*The request*. Extract each line in the records below that contains the word "raised", and copy those lines in full.

## begin Data section

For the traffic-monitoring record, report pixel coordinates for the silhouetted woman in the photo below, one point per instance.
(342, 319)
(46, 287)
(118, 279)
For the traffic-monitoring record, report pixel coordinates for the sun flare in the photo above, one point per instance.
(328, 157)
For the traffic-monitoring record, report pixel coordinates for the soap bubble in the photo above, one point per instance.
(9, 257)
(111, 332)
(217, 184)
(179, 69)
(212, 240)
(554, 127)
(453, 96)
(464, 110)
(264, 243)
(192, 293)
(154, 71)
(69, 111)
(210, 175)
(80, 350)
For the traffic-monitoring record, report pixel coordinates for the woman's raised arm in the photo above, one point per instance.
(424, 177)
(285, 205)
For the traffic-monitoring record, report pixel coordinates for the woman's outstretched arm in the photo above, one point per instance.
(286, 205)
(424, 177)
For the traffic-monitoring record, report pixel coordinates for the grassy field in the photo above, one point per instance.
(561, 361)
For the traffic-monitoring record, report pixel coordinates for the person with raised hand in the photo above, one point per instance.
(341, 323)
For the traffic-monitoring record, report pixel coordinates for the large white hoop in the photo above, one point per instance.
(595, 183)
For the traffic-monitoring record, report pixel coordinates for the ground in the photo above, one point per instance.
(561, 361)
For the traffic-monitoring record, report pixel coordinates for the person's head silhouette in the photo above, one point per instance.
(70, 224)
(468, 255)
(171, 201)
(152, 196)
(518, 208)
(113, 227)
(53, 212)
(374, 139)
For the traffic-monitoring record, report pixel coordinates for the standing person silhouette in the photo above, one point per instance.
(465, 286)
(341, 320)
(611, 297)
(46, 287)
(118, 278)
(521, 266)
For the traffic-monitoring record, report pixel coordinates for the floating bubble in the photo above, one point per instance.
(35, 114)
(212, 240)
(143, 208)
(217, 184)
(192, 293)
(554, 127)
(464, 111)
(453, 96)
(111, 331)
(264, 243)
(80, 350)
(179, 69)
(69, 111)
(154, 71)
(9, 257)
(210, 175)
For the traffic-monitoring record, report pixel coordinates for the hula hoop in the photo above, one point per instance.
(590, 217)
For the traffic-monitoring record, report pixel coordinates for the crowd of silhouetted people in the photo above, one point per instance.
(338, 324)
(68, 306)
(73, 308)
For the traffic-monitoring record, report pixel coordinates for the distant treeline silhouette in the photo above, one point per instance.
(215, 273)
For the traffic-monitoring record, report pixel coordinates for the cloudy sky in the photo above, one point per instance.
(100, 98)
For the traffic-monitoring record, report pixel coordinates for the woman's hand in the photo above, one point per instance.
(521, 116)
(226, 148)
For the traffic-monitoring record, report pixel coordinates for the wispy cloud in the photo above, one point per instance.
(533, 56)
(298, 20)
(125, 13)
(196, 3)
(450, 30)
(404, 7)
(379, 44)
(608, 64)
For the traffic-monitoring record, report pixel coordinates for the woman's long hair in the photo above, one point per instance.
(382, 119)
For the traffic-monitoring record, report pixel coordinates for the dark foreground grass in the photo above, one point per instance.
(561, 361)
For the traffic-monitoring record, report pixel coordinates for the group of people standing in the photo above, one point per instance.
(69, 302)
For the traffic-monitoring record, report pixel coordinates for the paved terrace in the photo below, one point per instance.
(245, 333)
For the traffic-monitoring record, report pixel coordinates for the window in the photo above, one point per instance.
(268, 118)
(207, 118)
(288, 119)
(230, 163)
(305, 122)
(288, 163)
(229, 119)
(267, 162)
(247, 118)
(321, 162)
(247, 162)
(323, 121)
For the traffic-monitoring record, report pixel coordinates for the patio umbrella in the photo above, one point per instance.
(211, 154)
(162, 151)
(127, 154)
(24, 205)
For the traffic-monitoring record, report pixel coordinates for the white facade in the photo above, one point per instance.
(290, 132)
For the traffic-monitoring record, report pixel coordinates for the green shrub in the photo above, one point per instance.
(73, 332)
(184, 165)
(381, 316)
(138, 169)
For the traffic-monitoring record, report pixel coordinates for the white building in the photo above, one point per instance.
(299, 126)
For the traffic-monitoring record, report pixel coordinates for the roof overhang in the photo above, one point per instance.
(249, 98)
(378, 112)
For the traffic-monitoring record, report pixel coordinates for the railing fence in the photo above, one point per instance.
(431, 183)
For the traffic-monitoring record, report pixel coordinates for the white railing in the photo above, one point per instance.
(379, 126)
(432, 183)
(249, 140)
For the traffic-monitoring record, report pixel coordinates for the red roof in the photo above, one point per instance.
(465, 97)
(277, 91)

## end Data section
## begin Data section

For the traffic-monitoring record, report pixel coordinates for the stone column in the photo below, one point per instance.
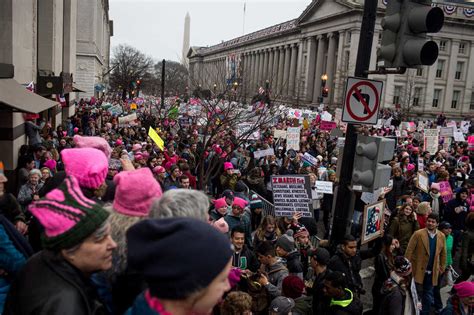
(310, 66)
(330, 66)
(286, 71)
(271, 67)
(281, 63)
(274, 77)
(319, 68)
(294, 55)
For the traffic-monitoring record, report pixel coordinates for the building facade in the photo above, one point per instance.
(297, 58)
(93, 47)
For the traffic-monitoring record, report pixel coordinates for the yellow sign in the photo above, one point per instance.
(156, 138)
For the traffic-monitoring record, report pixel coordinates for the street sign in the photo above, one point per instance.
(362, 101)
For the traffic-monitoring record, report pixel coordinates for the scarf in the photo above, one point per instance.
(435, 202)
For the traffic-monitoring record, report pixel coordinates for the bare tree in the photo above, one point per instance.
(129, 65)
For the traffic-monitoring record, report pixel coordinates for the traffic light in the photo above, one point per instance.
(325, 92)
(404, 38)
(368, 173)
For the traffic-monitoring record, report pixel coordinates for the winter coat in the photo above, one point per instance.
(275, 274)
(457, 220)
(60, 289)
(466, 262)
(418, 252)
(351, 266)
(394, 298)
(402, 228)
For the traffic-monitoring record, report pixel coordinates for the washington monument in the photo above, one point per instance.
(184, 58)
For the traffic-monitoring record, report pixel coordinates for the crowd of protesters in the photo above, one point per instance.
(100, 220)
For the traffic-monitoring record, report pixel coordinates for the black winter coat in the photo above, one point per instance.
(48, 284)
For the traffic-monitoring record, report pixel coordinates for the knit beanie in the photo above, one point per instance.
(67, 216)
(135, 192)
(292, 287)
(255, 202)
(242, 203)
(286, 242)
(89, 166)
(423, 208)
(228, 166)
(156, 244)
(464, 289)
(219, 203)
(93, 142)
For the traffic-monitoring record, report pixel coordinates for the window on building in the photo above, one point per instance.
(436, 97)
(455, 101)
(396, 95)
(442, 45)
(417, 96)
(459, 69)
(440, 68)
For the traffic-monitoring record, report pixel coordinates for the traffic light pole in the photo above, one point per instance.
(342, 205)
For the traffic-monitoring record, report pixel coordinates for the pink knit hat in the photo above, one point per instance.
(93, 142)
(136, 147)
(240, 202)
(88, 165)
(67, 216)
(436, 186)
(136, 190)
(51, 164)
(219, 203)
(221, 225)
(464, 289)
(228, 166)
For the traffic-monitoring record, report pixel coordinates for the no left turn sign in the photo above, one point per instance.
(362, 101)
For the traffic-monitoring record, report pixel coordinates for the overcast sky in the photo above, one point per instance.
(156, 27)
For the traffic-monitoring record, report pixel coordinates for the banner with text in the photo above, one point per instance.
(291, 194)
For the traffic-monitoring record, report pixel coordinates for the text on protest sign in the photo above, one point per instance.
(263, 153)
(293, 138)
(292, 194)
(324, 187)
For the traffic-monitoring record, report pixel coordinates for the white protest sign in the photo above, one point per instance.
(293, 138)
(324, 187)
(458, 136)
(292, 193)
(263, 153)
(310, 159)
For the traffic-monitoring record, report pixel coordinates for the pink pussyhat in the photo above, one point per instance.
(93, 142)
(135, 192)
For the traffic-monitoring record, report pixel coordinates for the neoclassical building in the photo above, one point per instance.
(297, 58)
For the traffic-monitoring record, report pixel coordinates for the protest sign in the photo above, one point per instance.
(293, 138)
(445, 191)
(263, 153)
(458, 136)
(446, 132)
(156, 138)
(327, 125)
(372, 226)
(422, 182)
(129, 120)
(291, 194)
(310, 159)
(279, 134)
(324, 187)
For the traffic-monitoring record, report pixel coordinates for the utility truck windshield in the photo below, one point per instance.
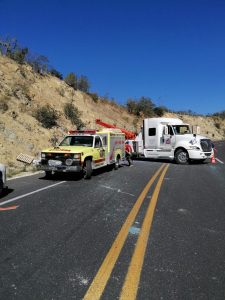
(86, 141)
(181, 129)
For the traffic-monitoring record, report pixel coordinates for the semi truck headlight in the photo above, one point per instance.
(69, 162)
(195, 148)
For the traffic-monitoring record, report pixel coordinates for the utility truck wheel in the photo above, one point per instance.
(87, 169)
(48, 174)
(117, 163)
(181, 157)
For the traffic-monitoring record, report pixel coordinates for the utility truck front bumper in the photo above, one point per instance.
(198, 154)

## end Data section
## begin Data section

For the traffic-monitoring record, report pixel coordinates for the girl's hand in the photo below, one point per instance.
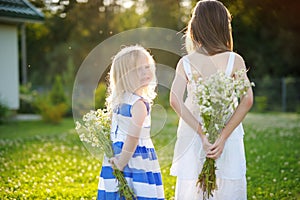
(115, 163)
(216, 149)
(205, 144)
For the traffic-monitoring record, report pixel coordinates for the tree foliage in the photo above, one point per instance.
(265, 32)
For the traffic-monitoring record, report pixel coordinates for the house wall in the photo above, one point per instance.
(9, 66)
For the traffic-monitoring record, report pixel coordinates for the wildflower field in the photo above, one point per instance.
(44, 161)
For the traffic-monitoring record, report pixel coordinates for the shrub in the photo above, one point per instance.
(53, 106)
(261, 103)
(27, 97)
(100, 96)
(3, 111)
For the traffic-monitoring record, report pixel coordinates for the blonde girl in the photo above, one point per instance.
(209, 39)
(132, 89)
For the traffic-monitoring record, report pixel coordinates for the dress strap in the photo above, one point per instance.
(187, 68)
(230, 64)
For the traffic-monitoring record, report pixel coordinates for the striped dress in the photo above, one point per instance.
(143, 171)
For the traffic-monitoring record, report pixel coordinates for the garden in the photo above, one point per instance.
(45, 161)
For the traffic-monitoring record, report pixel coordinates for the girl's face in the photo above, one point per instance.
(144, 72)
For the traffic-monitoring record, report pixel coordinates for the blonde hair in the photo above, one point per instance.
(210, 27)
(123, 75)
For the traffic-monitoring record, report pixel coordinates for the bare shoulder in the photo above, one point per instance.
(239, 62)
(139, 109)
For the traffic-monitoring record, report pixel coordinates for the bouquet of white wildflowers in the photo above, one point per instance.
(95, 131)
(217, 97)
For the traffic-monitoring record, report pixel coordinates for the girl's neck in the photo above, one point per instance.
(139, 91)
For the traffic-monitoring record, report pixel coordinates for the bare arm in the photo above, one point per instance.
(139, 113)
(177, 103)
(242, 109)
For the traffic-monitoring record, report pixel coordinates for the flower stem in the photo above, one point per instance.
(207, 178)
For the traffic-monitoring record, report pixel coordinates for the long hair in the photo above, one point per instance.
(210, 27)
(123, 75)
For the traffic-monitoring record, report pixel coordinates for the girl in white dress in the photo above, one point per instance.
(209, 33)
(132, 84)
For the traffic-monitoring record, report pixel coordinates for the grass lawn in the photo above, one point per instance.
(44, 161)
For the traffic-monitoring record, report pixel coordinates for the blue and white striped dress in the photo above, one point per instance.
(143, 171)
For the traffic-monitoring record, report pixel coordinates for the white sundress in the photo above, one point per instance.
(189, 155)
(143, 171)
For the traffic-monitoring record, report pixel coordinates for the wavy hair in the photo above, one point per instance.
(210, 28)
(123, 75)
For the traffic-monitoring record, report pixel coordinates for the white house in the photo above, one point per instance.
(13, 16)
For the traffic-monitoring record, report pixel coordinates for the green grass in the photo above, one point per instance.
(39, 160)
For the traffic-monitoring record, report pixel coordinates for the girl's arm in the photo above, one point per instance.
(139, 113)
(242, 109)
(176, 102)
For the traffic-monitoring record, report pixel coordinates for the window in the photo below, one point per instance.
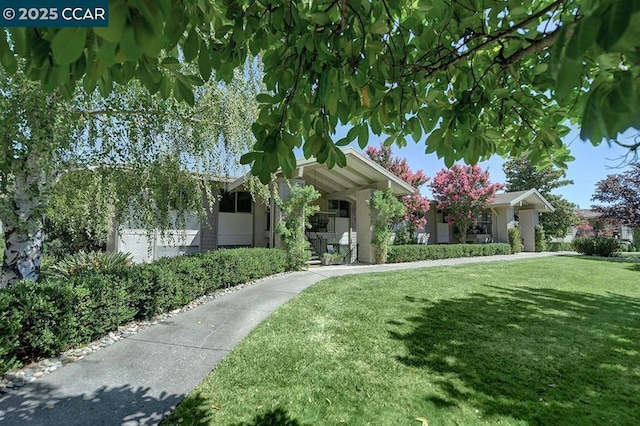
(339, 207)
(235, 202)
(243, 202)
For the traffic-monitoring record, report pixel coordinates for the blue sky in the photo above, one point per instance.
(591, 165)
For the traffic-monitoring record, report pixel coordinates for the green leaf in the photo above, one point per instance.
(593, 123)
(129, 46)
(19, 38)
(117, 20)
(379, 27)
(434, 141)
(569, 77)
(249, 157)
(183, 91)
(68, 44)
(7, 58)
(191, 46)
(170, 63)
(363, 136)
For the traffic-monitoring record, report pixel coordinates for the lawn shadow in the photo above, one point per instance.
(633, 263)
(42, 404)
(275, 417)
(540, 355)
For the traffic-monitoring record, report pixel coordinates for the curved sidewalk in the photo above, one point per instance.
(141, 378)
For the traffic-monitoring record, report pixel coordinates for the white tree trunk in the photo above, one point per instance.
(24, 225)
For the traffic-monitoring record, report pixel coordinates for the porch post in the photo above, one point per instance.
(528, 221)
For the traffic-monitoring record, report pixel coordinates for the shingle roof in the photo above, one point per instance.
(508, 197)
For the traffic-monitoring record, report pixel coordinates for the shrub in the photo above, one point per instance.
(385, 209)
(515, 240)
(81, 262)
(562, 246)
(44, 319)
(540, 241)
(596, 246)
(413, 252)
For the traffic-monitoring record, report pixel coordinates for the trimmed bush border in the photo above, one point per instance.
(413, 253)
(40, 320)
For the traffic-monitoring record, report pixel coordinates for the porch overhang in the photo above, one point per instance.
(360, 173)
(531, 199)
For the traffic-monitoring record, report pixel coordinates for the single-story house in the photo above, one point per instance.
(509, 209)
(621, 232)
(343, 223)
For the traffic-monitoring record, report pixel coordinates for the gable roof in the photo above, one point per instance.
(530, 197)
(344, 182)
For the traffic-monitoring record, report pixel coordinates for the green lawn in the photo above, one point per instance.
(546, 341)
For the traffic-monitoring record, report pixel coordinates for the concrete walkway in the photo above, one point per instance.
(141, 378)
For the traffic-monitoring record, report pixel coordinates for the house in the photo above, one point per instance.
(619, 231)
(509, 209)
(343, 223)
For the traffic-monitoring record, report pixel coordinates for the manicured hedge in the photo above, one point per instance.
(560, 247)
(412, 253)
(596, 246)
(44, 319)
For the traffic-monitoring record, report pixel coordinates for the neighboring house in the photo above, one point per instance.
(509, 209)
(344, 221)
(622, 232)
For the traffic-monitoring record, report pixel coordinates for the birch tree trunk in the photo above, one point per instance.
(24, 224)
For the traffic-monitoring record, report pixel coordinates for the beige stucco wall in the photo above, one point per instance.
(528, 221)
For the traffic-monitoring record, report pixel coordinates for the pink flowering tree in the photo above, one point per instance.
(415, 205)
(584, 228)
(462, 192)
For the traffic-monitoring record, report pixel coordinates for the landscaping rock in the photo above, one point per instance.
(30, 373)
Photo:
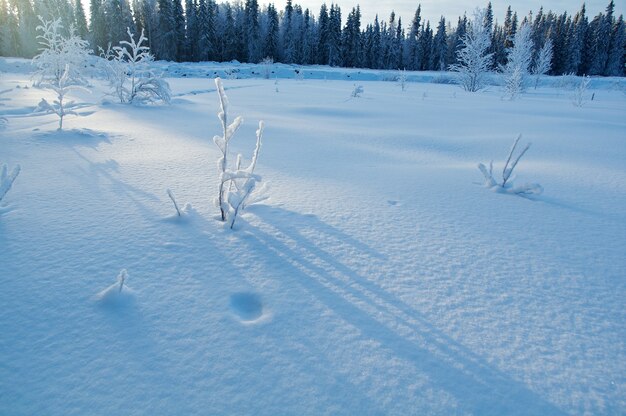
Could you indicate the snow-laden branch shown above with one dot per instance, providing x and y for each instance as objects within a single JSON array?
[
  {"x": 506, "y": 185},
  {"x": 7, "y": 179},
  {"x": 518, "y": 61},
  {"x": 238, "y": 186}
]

## end Data section

*Response*.
For the traffic-monitoring record, report pixel coordinates for the woman's raised arm in the photo above, one point per instance.
For the traffic-monitoring record, report pixel coordinates for the person with raised hand in the photo above, one point per instance.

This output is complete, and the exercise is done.